_PROBLEM TO WORK ON_: Starting at the line that contains "Label the window", copy every line through the end of the listing below exactly, and copy nothing else.

_DATA SHOWN_:
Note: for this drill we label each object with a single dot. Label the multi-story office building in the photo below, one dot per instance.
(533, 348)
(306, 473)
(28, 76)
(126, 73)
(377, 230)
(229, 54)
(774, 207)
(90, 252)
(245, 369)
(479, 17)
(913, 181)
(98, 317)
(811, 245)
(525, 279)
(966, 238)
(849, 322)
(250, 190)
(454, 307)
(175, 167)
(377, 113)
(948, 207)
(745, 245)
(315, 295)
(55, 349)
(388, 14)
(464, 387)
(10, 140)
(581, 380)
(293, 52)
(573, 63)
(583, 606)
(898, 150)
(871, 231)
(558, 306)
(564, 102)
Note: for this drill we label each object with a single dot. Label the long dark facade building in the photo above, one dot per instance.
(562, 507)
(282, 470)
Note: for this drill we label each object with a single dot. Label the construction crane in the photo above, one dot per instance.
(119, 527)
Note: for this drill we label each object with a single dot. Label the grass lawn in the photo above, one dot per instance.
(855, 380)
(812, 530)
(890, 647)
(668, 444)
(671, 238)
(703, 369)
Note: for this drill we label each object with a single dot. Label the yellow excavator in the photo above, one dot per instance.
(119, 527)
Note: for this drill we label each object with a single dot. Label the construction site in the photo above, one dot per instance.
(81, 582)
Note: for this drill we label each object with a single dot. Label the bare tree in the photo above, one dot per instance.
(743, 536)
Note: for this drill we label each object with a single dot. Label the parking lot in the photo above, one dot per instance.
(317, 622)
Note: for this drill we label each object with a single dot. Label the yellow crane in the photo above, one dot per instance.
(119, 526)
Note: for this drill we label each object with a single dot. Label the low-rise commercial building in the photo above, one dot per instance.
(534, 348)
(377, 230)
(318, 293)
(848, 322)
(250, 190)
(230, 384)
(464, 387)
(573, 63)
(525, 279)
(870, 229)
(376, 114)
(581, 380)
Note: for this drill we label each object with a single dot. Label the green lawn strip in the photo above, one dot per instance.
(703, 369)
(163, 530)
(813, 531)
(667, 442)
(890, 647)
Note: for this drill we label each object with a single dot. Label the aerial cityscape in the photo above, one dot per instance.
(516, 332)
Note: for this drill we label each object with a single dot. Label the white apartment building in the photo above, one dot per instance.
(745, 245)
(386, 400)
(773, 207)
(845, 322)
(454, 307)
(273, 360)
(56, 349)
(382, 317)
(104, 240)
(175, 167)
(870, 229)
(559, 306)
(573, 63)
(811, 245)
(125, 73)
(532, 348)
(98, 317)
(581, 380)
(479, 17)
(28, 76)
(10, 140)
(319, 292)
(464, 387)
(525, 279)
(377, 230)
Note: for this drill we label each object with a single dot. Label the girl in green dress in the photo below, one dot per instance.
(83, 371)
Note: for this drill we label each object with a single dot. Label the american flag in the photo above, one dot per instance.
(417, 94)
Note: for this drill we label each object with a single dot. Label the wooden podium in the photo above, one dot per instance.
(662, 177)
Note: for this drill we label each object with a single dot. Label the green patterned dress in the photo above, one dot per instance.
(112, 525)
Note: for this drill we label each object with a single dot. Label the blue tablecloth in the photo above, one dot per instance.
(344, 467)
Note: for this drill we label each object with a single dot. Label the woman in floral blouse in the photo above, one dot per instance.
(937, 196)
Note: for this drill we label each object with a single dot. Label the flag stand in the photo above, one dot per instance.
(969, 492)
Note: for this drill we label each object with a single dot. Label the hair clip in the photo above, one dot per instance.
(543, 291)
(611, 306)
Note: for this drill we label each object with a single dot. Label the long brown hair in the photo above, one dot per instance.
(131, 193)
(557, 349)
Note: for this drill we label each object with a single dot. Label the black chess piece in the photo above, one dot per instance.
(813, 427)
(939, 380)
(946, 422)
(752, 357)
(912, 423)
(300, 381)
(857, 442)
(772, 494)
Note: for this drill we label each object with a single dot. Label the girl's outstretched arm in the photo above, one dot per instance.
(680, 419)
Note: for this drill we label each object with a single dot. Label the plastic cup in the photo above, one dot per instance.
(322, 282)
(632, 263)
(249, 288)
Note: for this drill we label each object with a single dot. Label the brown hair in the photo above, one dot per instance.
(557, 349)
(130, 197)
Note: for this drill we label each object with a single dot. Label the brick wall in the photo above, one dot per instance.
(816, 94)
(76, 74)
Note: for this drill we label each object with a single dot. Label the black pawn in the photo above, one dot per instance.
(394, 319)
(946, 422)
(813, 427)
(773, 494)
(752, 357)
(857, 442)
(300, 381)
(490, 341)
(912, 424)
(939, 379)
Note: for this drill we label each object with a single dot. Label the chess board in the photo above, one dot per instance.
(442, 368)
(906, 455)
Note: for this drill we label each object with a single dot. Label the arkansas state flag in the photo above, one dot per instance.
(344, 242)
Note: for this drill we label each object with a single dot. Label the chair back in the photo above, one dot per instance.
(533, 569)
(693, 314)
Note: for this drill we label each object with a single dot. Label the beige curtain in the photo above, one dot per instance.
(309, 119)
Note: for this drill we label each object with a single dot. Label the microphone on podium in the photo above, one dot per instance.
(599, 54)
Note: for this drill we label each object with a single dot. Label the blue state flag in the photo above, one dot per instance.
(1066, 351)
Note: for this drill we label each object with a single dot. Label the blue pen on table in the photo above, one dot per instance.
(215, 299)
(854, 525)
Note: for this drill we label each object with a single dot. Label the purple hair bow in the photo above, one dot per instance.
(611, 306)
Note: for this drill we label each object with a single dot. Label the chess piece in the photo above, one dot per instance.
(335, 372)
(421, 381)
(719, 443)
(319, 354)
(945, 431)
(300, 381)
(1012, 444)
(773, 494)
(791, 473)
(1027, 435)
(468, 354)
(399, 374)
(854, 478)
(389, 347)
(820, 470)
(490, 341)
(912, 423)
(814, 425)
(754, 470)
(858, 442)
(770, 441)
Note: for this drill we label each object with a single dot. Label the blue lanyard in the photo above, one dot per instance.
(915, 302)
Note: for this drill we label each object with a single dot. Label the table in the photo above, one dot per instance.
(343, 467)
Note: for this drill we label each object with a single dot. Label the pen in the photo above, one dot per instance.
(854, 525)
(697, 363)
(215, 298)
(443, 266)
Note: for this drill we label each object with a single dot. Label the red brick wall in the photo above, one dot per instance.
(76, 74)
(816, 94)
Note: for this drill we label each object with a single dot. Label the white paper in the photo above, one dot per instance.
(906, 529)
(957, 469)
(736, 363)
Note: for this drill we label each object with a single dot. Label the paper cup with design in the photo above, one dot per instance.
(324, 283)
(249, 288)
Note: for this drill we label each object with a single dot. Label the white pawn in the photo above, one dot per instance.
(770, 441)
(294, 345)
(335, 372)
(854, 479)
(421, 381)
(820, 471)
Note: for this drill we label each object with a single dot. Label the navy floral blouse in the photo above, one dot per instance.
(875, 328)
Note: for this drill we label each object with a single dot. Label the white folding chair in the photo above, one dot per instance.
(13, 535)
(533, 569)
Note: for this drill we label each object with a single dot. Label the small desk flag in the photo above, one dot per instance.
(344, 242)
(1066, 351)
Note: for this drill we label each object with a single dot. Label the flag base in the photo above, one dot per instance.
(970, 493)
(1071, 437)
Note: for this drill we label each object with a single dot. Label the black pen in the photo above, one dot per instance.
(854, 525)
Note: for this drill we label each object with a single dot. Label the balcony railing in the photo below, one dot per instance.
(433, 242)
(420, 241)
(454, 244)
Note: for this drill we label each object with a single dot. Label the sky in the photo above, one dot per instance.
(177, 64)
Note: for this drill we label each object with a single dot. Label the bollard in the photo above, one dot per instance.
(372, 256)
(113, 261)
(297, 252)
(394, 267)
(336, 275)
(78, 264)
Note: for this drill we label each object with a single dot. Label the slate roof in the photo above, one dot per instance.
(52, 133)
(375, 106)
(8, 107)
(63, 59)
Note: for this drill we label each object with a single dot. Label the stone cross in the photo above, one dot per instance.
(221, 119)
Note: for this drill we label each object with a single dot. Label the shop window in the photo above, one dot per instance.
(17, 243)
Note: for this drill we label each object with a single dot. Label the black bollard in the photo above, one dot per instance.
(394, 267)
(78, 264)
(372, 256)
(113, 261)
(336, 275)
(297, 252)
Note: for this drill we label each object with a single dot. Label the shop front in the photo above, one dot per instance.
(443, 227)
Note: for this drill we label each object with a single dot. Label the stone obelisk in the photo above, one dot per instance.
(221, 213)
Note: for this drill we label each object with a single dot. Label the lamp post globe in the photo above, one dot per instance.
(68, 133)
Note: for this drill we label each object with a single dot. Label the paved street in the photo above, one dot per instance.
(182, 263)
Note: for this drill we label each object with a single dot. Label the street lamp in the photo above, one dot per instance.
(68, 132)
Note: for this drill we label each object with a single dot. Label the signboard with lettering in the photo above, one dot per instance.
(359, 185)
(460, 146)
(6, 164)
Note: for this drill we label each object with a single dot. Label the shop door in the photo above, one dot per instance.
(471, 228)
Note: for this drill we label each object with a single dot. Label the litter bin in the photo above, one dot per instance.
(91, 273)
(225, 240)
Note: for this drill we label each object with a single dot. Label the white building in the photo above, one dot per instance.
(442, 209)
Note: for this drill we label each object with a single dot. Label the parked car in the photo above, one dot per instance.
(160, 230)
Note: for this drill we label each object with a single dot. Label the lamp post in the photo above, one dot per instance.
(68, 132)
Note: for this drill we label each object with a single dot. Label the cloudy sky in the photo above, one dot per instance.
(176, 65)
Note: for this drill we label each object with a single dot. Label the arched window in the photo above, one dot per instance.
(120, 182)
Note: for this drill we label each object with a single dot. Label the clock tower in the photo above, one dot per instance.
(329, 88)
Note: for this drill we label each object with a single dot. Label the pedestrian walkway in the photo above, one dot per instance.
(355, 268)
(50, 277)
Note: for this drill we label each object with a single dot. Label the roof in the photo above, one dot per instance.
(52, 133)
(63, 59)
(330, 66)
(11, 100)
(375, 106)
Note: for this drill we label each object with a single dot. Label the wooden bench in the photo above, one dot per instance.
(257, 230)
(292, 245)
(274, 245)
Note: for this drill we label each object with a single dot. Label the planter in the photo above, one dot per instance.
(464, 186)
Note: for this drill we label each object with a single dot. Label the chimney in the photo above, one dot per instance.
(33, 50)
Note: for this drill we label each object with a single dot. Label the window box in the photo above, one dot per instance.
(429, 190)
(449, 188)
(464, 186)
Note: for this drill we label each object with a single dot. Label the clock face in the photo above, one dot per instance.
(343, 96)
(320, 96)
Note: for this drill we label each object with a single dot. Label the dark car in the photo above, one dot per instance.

_WRITTEN REPLY_:
Note: for this drill we label each object with a single dot. Label the window box in the photo above, one dot per instance.
(429, 190)
(449, 188)
(464, 186)
Note: for this drill we label each object with a single dot. Label the clock face in the photo above, one dot per instance.
(343, 96)
(320, 96)
Note: for this drill we label each object with a single dot. Label the dark car in the photo above, one dot per instance.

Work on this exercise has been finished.